◆ Text block ◆
· · · ·
Error while training a new model

adyprat commented 4 years ago

Hi, I'm trying to follow your documentation on predicting edge scores on your example data. I ran into the following issues:

I get the following error when I ran the command KERAS_BACKEND=theano python predict_no_y.py 9 NEPDF_data/ trained_models/KEGG_keras_cnn_trained_model_shallow.h5

The output is: Using Theano backend. select <class 'type'> (309, 64, 32, 1) x_test samples Traceback (most recent call last): File "predict_no_y.py", line 81, in model.load_weights(model_path) File "anaconda3/envs/cnnc/lib/python3.7/site-packages/keras/engine/saving.py", line 458, in load_wrapper return load_function(*args, **kwargs) File "anaconda3/envs/cnnc/lib/python3.7/site-packages/keras/engine/network.py", line 1208, in load_weights with h5py.File(filepath, mode='r') as f: File "anaconda3/envs/cnnc/lib/python3.7/site-packages/h5py/_hl/files.py", line 394, in init swmr=swmr) File "anaconda3/envs/cnnc/lib/python3.7/site-packages/h5py/_hl/files.py", line 170, in make_fid fid = h5f.open(name, flags, fapl=fapl) File "h5py/_objects.pyx", line 54, in h5py._objects.with_phil.wrapper File "h5py/_objects.pyx", line 55, in h5py._objects.with_phil.wrapper File "h5py/h5f.pyx", line 85, in h5py.h5f.open OSError: Unable to open file (truncated file: eof = 8650752, sblock->base_addr = 0, stored_eof = 8661656)

I'm using Linux OS and installed the packages using Anaconda. The h5 files are obtained after extracting the .rar file containing the models. Could you provide the original .hd5 files without using .rar compression?
· · · ·
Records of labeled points
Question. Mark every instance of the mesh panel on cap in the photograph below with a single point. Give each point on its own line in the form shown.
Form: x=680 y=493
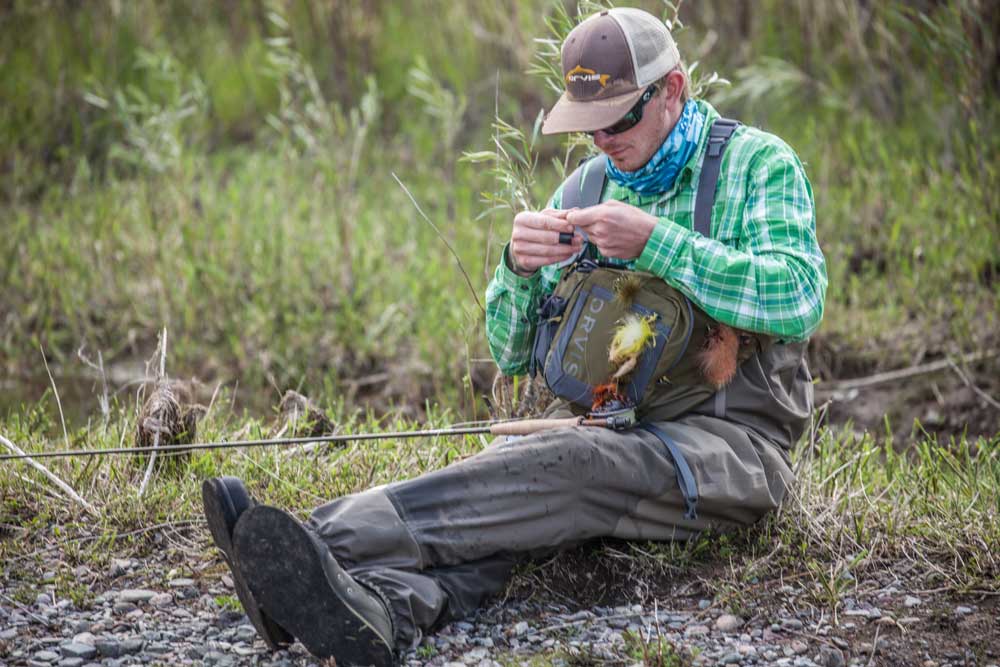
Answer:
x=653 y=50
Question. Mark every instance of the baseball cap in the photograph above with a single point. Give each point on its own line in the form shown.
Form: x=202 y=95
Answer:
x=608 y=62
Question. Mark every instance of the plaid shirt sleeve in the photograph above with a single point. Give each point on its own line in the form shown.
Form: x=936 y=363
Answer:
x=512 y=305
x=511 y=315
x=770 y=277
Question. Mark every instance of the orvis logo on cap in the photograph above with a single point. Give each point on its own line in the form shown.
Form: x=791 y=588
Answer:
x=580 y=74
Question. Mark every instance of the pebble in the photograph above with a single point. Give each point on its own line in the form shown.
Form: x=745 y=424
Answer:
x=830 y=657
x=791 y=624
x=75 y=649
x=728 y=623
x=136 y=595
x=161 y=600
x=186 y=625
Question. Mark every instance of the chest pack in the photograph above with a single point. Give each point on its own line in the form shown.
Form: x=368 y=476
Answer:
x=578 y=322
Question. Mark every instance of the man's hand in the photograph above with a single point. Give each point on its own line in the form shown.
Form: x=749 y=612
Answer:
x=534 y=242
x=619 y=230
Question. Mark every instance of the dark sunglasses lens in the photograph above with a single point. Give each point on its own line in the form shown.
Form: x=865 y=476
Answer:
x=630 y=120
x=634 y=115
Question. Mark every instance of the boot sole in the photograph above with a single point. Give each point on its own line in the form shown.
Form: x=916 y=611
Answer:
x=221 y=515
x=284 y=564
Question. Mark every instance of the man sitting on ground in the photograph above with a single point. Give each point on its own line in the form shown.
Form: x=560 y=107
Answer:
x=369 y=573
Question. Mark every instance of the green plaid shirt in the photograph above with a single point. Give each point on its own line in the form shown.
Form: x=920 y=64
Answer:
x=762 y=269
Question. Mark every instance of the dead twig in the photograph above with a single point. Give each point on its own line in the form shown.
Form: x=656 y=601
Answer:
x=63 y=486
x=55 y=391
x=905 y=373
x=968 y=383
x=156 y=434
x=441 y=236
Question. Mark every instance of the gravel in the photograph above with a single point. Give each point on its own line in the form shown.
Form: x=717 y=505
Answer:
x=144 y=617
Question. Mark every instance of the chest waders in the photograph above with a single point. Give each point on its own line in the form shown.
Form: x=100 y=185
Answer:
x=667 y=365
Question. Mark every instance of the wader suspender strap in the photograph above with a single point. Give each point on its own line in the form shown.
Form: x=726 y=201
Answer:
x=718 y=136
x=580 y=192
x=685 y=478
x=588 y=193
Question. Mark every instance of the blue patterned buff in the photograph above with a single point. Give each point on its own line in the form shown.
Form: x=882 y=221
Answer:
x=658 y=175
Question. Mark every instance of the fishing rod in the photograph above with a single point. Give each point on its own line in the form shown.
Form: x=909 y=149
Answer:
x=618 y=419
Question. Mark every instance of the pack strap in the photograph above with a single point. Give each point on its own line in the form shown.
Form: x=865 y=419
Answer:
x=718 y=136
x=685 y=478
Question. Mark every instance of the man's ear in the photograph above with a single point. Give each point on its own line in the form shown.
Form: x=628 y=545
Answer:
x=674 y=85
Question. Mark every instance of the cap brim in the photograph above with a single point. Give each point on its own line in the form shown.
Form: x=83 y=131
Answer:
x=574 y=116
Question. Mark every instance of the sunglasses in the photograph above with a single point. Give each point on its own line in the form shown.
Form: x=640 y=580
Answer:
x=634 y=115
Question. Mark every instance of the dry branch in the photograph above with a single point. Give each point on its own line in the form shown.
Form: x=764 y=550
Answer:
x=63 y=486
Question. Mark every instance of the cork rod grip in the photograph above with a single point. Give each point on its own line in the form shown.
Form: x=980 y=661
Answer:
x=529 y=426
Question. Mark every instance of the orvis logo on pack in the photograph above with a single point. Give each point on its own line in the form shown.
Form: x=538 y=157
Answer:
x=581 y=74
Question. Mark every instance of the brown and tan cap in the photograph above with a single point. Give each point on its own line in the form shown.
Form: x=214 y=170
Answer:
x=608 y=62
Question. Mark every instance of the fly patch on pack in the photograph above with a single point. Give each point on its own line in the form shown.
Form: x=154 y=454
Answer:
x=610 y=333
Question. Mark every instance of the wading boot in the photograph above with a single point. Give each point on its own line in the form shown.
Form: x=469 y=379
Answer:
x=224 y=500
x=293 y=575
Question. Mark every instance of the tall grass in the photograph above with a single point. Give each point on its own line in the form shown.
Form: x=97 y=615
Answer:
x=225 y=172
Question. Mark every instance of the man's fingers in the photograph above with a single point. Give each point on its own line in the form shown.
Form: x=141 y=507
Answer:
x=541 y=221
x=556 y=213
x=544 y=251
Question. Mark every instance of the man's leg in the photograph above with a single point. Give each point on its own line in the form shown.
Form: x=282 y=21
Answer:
· · · ·
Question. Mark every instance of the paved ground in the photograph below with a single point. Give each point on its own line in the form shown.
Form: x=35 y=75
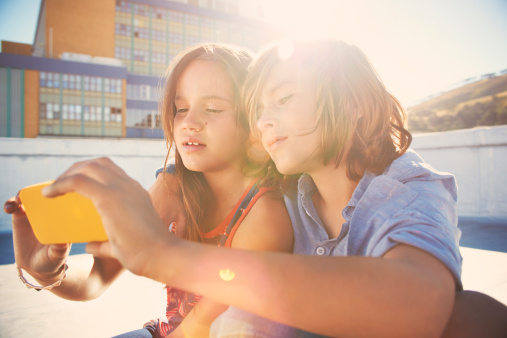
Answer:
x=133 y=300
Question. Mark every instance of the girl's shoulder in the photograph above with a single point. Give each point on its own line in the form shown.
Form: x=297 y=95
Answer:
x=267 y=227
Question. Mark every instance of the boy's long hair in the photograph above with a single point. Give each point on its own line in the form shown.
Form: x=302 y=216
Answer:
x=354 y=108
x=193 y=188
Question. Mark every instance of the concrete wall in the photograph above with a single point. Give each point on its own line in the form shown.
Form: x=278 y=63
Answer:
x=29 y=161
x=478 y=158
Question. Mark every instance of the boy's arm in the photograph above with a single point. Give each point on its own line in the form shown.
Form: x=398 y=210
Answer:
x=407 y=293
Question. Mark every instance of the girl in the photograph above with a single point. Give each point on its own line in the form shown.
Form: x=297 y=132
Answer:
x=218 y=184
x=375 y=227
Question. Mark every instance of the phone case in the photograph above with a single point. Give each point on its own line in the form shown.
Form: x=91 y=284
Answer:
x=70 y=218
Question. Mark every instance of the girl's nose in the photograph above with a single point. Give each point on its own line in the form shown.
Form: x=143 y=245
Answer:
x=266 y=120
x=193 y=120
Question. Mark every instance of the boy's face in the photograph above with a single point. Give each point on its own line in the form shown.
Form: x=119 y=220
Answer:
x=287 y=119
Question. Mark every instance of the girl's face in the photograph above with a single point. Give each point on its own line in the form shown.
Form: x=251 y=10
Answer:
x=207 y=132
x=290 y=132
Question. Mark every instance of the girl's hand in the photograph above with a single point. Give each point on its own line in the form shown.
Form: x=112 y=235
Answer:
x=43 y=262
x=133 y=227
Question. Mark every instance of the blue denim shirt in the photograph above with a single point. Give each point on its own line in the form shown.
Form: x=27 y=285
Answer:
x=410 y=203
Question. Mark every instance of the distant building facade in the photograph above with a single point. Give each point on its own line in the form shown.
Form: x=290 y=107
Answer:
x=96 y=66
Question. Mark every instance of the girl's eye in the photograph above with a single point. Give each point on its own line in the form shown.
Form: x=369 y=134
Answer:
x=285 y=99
· · · ·
◆ Objective ◆
Answer these questions using the error report above the data.
(a) Which Keras backend does the command set?
(b) Which operating system is the poster using?
(c) What does the poster ask to receive without .rar compression?

◆ Reply ◆
(a) Theano
(b) Linux
(c) The original .hd5 files